Saved data entries:
************
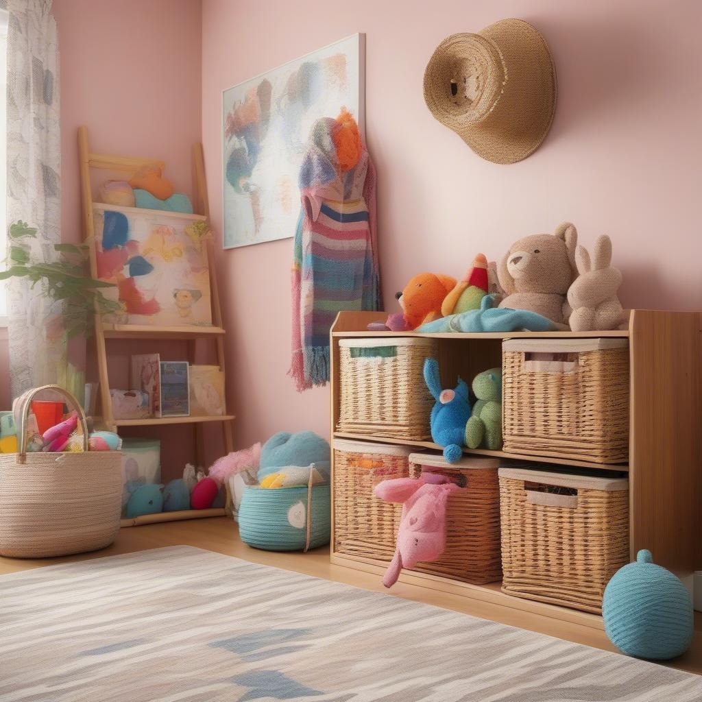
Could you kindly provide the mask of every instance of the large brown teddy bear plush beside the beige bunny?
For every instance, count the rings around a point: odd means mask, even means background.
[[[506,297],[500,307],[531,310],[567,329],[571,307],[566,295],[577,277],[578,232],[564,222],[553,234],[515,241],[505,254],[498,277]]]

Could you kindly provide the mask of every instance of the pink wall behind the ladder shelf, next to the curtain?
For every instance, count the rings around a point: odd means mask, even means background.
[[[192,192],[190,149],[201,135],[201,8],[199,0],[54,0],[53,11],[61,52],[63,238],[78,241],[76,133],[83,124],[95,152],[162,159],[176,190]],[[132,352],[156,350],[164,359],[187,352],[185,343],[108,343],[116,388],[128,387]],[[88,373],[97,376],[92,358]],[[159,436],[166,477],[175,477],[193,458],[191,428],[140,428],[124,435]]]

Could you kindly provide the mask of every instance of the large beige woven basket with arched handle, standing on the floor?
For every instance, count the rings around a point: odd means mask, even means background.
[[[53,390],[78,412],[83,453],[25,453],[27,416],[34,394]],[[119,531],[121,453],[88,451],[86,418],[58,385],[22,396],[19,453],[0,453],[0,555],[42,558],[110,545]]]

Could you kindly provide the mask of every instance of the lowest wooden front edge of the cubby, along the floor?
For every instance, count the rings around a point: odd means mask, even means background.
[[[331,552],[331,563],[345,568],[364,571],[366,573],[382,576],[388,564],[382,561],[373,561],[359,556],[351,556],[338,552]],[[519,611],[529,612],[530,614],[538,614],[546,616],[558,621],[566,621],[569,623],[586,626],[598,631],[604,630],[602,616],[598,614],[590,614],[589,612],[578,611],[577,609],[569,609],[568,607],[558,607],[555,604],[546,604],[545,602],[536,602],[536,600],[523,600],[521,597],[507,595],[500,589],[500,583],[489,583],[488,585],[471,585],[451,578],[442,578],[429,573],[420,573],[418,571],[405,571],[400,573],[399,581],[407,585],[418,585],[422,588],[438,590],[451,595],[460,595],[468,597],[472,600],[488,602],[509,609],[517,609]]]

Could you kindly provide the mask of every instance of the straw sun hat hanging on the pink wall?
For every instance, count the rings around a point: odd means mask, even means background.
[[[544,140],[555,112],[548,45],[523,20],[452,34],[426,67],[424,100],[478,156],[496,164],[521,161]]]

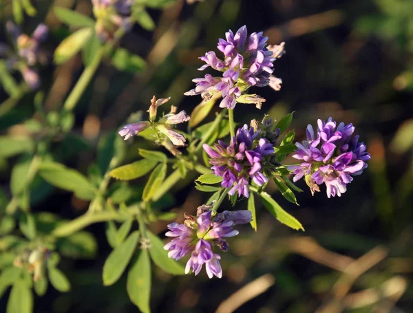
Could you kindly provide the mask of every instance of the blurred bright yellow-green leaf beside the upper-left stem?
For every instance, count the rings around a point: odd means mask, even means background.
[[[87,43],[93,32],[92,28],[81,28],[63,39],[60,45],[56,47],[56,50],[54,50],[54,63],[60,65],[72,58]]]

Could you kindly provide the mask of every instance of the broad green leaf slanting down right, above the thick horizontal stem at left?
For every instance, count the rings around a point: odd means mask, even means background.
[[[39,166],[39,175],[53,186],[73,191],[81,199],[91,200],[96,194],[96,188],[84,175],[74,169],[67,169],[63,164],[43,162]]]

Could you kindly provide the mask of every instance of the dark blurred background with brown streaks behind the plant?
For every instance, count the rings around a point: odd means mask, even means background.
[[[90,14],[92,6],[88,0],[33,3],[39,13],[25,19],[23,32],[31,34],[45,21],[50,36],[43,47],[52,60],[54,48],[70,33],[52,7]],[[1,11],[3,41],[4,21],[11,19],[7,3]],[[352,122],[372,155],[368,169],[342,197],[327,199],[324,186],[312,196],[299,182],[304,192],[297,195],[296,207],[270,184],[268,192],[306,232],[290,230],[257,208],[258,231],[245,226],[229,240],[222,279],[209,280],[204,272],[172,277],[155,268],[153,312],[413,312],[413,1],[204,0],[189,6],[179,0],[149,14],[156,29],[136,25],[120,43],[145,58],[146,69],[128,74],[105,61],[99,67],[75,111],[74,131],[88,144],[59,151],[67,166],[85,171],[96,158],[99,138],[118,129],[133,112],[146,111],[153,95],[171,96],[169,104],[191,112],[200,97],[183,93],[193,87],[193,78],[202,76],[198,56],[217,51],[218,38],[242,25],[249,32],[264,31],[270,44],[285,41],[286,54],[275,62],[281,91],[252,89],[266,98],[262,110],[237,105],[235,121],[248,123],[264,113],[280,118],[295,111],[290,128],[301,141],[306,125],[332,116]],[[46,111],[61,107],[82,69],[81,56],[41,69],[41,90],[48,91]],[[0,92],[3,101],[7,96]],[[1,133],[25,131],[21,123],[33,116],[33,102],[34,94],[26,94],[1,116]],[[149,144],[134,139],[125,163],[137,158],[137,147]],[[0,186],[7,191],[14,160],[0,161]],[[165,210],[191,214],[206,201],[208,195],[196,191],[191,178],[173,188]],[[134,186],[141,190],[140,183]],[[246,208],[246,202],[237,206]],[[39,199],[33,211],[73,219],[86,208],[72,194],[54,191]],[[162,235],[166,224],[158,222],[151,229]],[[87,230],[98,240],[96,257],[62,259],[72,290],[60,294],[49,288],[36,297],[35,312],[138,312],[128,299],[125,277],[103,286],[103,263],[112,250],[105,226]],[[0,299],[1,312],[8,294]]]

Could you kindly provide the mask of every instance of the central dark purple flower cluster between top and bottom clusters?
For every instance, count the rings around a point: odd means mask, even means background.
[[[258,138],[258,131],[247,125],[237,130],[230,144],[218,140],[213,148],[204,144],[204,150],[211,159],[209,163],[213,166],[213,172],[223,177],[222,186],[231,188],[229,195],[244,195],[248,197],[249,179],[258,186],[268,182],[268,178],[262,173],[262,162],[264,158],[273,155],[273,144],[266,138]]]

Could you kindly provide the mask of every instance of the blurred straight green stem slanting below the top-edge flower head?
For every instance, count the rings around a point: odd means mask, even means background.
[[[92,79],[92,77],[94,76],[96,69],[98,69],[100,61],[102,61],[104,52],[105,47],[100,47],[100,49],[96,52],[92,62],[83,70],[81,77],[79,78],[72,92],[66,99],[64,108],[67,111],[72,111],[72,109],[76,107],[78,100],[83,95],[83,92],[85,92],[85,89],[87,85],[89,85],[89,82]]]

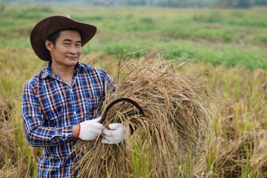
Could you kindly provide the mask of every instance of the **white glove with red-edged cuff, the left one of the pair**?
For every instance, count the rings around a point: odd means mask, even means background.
************
* **WORK INSTRUCTION**
Set down exactly the lines of the data above, beginning with the line that has "on the floor?" and ending with the line that has "along the floor?", and no others.

* **WRITTEN REPLY**
Could you kindly provide the mask of every instance of the large beige woven basket with arched handle, standing on the floor?
For every instance, count the rings around a point: odd means mask, even means background.
[[[53,390],[78,412],[83,453],[25,453],[27,416],[34,394]],[[119,531],[121,453],[88,451],[86,418],[58,385],[22,396],[19,453],[0,453],[0,555],[42,558],[110,545]]]

Could you kindly provide the mask of every instance of the lowest wooden front edge of the cubby, along the floor?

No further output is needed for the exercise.